== Supplied passage

Freedom of Speech on Social Media


Diunggah oleh : Timothée Kencono Malye Tanggal : 17 November 2015 Update : 16 Desember 2015, jam 15:22 Dibaca : 1.208 kali

Social media has made life easier in many aspects. But there are also some drawbacks. One of them is the ease of a citizen to defame other citizen by simply updating their status on Facebook or creating memes that are insulting. The correlation between social media and the concept of freedom of speech which is guaranteed by the Constitution of the Republic of Indonesia will be the highlight of this article. Article 28F of the Constitution states that “Every person shall have the right to communicate and to obtain information for the purpose of the development of his/her self and social environment, and shall have the right to seek, obtain, possess, store, process and convey information by employing all available types of channels.” “All available types of channels” here includes social media.

Narliswandi Piliang in his filing of judicial review on article 27 of Law 11 of 2008 concerning Electronic Information and Transactions argued that article 27 (3) of the Law is contradictory with article 28F of the Constitution which guarantees the freedom of speech. As a journalist, he represents his peers who do not want their freedom in writing news about certain people (especially the rich and famous) deprived or restricted by the government. Article 27 (3) of the Law is perceived by him as a setback of the process of democratization runs in this country.

Piliang’s opinion is in line with the opinion of some experts that defamation should be in the realm of civil law, not criminal law, just like in the United States of America. Although one of the reasons why the USA did not include defamation as a part of criminal law is because that particular country fully respects the rights of individual citizens, including the right to express opinions. And for some aspects of social structure they are way more liberal than Indonesia. For example if a picture of an American woman using only underwear is being used as a meme and going viral, the social punishment will be less severe than if that particular woman is Indonesia. However, the Consitutional Court ruling Number 50/PUU-VI/2008 concluded that the dignity and honor of a person should be protected by law, so article 27 (3) of the Law does not violate Indonesian democratic values, human rights, and principles of the rule of law.

The author opined that the most important thing is the inclusion of articles about defamation in the legislation, not whether it should be placed in the private or criminal law, because each proponent (of defamation as private or criminal law) has reasons which are equally plausible. Ones who support defamation as a part of private law based their opinions on the concept of freedom of speech, while the supporters of defamation as a part of criminal law based their opinions on the concept of welfare state which protects its citizens (the state acts not only as a nigh-watchman). Indeed article 28F of the Constitution guarantees the rights of citizens to convey information by using all available channels, yet article 28G of the same Constitution states that “every person shall have the right to protection of his/herself, family, honor, dignity, and property, and shall have the right to feel secure against and receive protection from the threat of fear to do or not do something that is a human right.” Keep in mind that the function of law is to make sure that the rights of a citizen does not collide with the rights of another citizen.

====

Complete the following:
- A) Please repeat the social media article from "Narliswandi Piliang in" to "in this country.", swapping "journalist" for "reporter".
- B) In the social media article, which verbs appear in the list in Article 28F that ends "process and convey information"?
- C) Answer these questions from the social media article:
(i) On what date was it uploaded?
(ii) What profession does Narliswandi Piliang have?
(iii) What is the number of the Constitutional Court ruling it cites?

== Provided data

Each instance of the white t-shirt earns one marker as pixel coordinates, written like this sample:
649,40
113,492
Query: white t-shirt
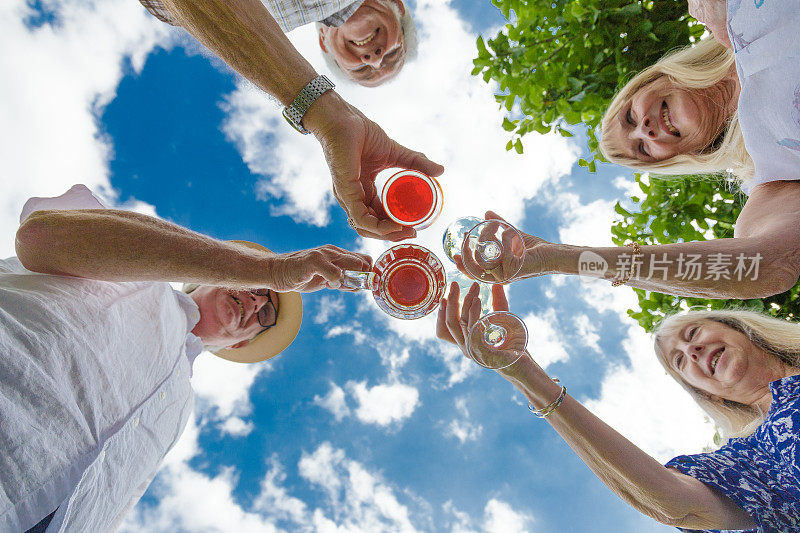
94,389
766,37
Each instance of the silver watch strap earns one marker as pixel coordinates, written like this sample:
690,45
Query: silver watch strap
293,113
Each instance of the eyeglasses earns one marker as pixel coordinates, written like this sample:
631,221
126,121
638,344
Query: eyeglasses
263,314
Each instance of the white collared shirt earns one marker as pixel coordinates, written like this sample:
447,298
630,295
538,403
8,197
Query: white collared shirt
94,389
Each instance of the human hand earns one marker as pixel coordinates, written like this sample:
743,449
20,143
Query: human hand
712,13
314,269
521,259
356,149
454,326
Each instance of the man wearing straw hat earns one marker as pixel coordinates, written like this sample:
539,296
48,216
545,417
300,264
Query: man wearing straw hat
96,349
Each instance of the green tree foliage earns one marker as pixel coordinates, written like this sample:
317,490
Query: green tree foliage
558,63
561,61
680,209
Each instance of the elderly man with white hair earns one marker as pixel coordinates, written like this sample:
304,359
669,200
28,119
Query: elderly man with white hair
96,349
367,40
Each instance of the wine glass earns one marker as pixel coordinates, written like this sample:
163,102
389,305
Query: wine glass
455,233
407,281
497,340
491,251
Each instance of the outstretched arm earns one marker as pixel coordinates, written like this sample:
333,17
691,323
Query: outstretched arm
662,493
114,245
244,35
762,259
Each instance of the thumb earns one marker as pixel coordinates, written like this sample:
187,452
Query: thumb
417,161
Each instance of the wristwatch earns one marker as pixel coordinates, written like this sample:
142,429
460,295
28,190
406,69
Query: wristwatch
293,113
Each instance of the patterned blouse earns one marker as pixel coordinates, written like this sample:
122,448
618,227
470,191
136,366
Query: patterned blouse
761,472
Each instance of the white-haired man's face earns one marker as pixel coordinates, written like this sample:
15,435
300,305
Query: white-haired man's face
369,47
232,318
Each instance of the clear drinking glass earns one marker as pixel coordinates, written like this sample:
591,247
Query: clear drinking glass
407,281
497,340
412,198
491,251
454,235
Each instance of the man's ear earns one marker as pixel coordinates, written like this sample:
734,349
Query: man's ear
240,344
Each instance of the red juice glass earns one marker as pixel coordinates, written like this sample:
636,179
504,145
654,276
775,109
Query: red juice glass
407,281
412,198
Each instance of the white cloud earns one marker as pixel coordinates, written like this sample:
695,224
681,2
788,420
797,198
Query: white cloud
54,84
640,401
587,332
222,388
502,518
334,402
545,340
236,427
360,501
463,429
358,336
329,306
385,404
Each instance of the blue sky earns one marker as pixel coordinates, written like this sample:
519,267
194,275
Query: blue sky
365,423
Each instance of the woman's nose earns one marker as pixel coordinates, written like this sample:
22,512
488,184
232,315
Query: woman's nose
259,299
645,129
373,58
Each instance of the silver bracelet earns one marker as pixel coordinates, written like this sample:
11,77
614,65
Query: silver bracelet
294,112
547,410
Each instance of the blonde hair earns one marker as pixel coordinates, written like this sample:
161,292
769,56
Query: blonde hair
779,338
694,67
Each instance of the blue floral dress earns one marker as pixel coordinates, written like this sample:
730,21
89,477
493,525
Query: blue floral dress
761,472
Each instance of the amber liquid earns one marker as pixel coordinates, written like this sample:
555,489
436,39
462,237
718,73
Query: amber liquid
408,285
409,198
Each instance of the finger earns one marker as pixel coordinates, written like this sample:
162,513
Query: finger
491,215
499,300
471,267
451,314
363,219
460,264
441,325
467,305
410,159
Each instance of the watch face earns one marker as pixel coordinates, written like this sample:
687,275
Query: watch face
294,112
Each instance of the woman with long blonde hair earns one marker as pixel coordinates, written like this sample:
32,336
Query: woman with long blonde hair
681,116
741,367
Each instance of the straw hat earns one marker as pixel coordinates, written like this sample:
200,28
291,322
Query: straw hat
274,340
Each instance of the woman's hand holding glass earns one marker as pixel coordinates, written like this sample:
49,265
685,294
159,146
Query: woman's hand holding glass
466,328
494,251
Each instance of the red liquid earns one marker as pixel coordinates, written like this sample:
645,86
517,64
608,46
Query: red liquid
408,285
409,198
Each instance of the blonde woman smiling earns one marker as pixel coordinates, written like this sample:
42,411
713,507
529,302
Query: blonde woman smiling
741,367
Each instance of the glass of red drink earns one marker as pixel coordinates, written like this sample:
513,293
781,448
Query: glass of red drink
407,281
412,198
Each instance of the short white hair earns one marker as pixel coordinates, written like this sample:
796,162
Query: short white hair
410,40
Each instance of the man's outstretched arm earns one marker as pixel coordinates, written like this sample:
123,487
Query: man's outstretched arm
114,245
244,35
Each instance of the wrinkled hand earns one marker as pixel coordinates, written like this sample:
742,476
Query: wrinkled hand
356,149
712,13
314,269
528,257
454,327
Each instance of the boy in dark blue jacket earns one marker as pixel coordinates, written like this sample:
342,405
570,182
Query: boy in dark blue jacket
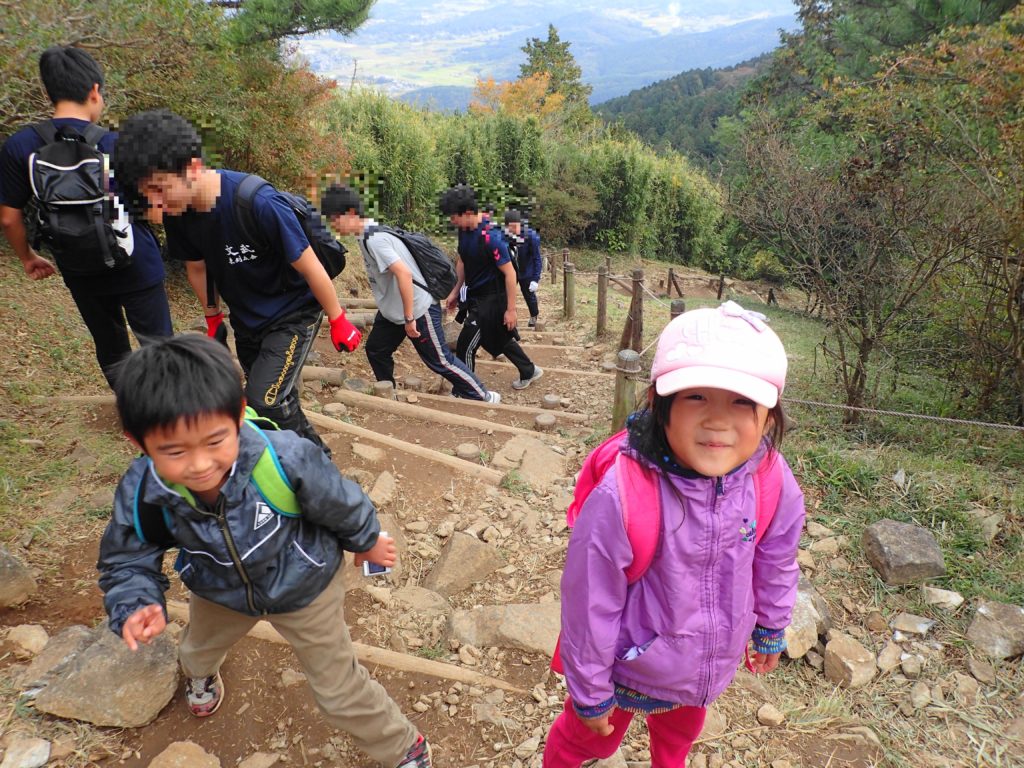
181,403
486,285
527,245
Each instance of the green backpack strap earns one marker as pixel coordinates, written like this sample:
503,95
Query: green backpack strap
268,476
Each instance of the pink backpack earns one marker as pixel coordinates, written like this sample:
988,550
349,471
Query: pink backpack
640,499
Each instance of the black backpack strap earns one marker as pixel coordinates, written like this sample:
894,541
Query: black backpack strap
244,196
46,130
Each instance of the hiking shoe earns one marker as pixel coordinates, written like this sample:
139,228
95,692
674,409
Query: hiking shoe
523,383
204,694
419,756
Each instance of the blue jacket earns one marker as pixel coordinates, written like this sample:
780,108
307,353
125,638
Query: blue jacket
248,559
530,261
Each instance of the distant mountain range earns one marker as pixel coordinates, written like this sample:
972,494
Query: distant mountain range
432,55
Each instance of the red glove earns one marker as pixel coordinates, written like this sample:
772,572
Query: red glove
344,335
213,322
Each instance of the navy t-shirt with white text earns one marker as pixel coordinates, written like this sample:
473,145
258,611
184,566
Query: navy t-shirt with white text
258,287
146,268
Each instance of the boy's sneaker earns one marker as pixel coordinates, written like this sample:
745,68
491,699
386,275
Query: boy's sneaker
419,756
523,383
204,694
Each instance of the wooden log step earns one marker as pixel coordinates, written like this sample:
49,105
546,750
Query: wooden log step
547,370
370,654
503,408
486,474
428,414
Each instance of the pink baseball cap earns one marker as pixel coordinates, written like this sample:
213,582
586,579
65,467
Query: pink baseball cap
725,348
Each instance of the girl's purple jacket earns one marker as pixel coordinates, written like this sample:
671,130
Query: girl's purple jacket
685,625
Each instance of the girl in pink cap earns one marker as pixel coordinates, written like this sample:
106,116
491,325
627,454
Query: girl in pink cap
667,642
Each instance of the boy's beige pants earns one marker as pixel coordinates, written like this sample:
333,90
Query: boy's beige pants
350,699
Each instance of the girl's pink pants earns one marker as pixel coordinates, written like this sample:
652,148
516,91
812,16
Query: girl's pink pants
570,742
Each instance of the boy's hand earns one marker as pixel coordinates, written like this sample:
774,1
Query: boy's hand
142,626
764,663
600,725
344,335
384,553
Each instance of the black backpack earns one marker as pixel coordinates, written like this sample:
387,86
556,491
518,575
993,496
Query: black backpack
72,214
330,252
438,273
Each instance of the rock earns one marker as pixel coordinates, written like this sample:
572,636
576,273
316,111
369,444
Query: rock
997,630
912,625
545,422
890,656
356,384
921,695
983,672
902,553
16,582
384,489
361,476
371,454
290,677
944,599
184,755
335,410
260,760
463,561
848,663
551,401
107,684
59,649
526,627
28,639
468,451
910,666
539,466
27,753
528,748
769,715
967,689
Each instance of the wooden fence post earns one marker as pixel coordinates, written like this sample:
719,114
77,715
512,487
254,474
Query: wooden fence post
602,300
627,368
568,297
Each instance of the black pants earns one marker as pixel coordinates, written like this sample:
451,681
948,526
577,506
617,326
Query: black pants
484,327
272,359
432,348
146,311
529,297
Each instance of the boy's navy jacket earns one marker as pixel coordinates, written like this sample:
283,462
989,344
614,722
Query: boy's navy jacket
482,251
528,254
288,561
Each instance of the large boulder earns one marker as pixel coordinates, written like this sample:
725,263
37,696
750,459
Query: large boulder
464,561
104,683
902,553
527,627
16,582
997,630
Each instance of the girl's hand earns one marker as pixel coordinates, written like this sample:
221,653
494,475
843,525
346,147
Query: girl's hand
384,553
600,725
142,626
764,663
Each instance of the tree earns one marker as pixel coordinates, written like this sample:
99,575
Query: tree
552,57
270,20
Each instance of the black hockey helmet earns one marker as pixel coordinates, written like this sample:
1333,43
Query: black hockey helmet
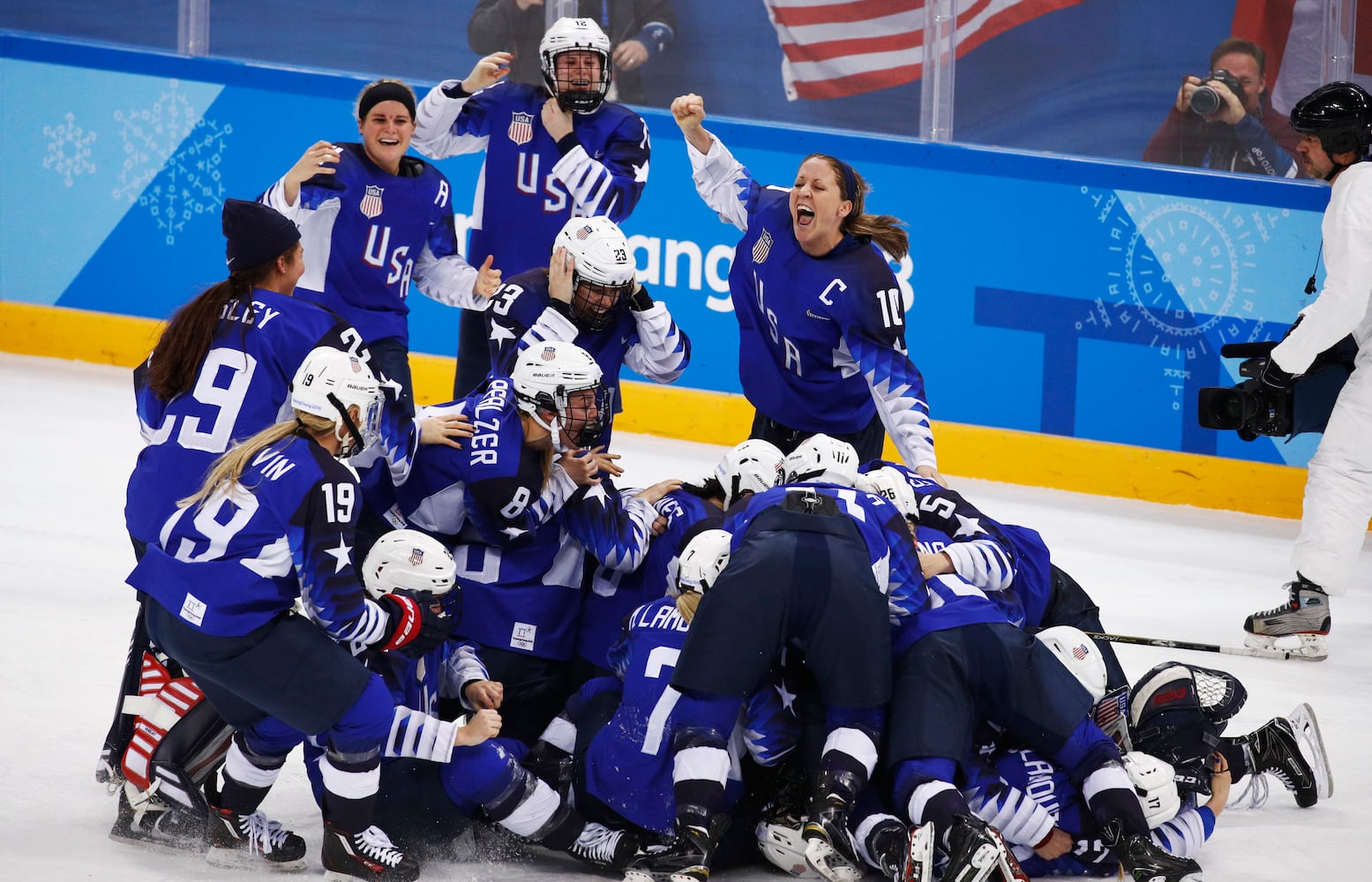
1339,114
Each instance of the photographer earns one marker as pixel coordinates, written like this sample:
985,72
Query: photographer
1241,132
1337,125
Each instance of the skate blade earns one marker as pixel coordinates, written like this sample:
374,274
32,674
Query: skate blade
919,860
1312,746
825,859
242,859
1308,647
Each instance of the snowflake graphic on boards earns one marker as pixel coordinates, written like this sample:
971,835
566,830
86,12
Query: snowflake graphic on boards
69,150
173,187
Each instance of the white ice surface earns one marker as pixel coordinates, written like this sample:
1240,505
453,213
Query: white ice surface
69,439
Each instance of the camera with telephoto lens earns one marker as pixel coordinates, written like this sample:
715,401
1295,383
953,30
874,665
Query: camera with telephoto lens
1250,407
1205,101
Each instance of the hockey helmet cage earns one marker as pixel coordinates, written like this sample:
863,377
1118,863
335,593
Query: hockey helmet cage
1339,114
570,34
1079,654
701,561
603,269
889,483
823,460
751,467
546,376
409,560
1156,785
329,382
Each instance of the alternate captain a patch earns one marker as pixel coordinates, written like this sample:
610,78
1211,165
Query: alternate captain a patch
761,247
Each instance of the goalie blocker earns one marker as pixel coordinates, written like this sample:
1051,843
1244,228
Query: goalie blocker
177,741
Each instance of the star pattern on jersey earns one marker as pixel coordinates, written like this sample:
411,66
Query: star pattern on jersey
499,333
968,526
341,555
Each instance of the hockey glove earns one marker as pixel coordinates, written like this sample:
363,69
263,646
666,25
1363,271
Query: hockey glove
416,627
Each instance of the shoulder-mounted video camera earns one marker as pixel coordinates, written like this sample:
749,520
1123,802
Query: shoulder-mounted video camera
1253,407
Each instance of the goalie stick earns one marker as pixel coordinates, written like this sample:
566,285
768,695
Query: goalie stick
1208,647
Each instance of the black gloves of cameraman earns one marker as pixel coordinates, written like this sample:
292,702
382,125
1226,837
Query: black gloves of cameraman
1273,376
416,627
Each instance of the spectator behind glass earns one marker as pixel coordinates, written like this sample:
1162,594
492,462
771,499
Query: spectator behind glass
1245,133
638,30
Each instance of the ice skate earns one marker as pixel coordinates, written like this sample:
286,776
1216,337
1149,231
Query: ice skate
686,859
604,848
147,820
977,854
1307,731
1275,751
251,841
368,855
1147,862
1305,617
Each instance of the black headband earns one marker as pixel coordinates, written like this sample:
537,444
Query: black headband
385,91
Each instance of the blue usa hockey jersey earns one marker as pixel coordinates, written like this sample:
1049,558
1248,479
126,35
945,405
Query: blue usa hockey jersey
647,342
491,490
616,593
284,531
822,340
524,595
529,183
242,387
370,234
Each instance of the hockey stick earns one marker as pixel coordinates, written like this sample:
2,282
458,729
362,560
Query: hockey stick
1208,647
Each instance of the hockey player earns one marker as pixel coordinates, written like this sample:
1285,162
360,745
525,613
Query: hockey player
589,295
272,524
378,220
803,575
1008,561
221,370
1337,123
442,773
526,459
822,325
551,153
751,467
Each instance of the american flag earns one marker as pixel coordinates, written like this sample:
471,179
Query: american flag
372,200
844,47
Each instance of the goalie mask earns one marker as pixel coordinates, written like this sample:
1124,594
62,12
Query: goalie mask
889,483
752,467
1154,782
579,88
331,382
561,379
701,561
603,271
1177,712
822,460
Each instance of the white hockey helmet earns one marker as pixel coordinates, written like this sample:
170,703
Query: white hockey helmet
570,34
410,560
785,849
823,460
701,561
753,465
1156,785
603,271
1079,654
549,376
889,483
326,385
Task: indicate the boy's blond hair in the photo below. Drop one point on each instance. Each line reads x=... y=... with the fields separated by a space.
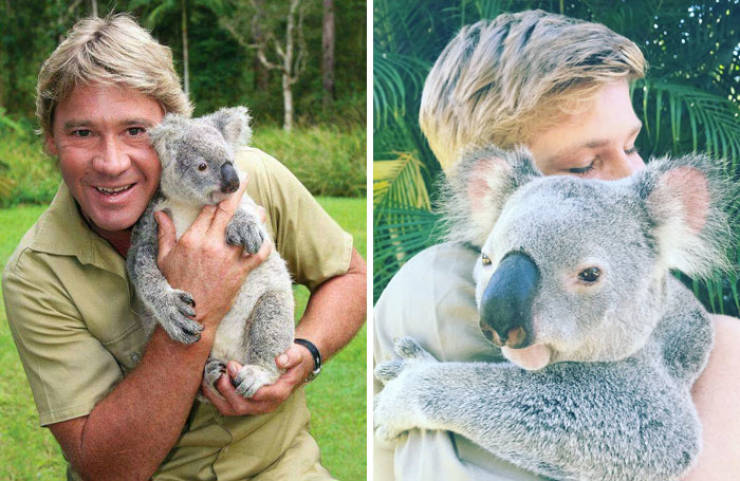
x=112 y=50
x=501 y=81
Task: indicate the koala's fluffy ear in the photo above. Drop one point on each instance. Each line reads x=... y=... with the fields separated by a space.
x=233 y=123
x=685 y=199
x=162 y=135
x=477 y=189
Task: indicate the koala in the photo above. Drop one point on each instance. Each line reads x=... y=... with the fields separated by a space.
x=197 y=157
x=599 y=343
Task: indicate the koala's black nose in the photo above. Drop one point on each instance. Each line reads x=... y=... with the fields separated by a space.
x=506 y=306
x=229 y=178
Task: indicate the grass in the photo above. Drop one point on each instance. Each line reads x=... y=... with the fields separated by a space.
x=329 y=161
x=336 y=399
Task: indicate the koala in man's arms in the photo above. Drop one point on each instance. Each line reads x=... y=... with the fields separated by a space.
x=197 y=157
x=573 y=284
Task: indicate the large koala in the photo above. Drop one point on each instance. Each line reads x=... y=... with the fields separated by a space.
x=197 y=157
x=573 y=284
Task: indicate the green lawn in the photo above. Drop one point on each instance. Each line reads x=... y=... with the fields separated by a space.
x=336 y=399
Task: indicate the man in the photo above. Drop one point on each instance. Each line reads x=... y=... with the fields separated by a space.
x=560 y=87
x=122 y=406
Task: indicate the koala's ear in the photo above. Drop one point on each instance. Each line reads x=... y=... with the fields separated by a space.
x=477 y=189
x=685 y=199
x=233 y=123
x=162 y=135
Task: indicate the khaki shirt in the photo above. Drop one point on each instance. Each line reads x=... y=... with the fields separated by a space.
x=432 y=299
x=71 y=308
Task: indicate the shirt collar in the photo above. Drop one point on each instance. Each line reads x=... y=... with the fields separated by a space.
x=63 y=231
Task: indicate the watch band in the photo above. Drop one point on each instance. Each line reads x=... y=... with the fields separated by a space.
x=314 y=353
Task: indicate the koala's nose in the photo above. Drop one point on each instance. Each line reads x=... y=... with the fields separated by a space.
x=506 y=305
x=229 y=178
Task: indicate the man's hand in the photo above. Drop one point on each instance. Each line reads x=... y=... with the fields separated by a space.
x=202 y=263
x=298 y=363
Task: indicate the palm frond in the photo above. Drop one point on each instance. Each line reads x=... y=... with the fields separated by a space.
x=396 y=79
x=399 y=182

====

Answers to the exercise:
- A)
Narliswandi Piliang in his filing of judicial review on article 27 of Law 11 of 2008 concerning Electronic Information and Transactions argued that article 27 (3) of the Law is contradictory with article 28F of the Constitution which guarantees the freedom of speech. As a reporter, he represents his peers who do not want their freedom in writing news about certain people (especially the rich and famous) deprived or restricted by the government. Article 27 (3) of the Law is perceived by him as a setback of the process of democratization runs in this country.

- B) seek, obtain, possess, store, process, convey

- C)
(i) 17 November 2015
(ii) Journalist
(iii) 50/PUU-VI/2008